Exercise aim:
Copy every line of the entries that includes the word "Target".

** Opening Provided entries block **

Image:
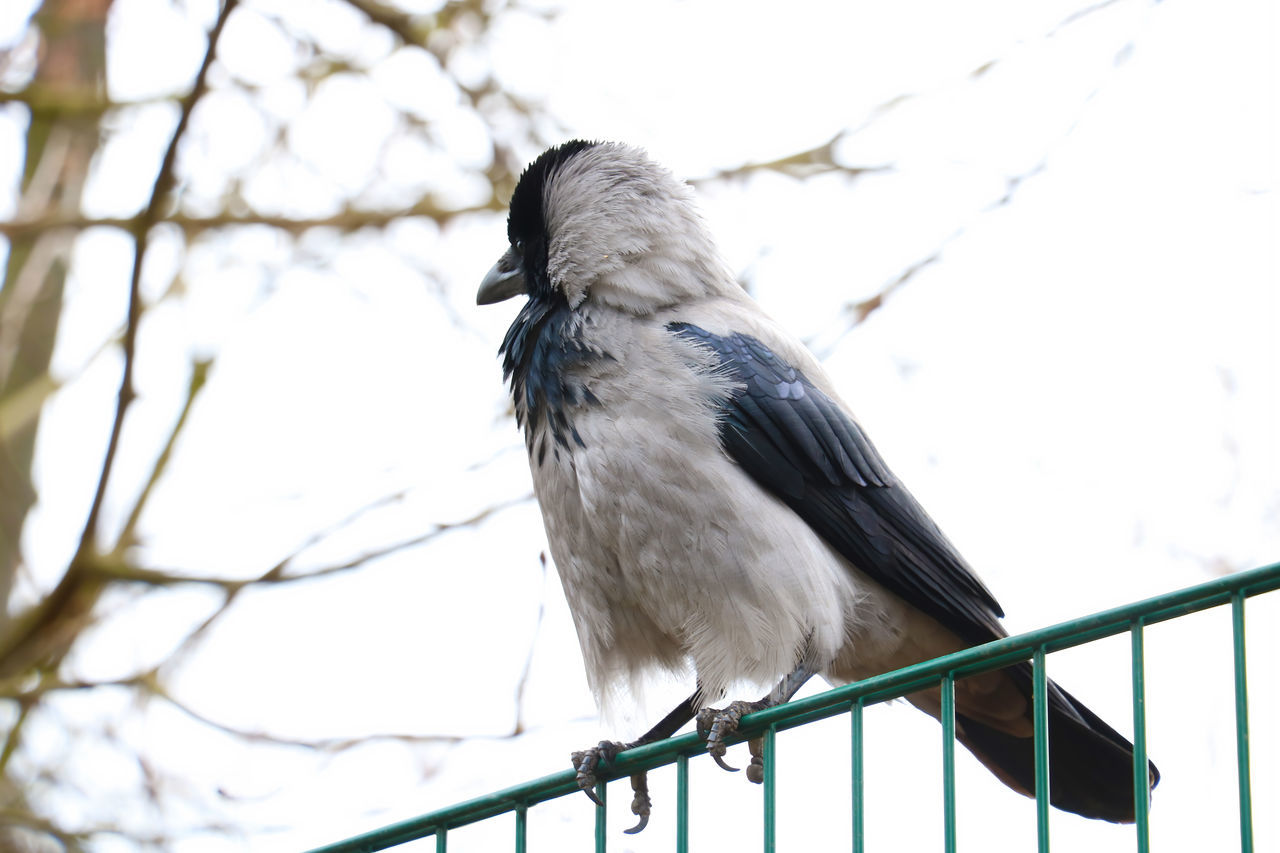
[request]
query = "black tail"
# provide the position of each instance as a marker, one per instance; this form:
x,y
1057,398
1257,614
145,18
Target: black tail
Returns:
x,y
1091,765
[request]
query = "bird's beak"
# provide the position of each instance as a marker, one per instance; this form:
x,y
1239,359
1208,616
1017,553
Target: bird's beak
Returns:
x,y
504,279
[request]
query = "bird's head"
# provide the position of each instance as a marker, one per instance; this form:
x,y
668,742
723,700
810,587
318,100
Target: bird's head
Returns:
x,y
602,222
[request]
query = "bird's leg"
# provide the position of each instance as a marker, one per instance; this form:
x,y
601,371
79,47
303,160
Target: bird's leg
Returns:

** Closing Provided entries block **

Output of the task:
Target: black tail
Target: bird's beak
Target: bird's head
Target: bird's leg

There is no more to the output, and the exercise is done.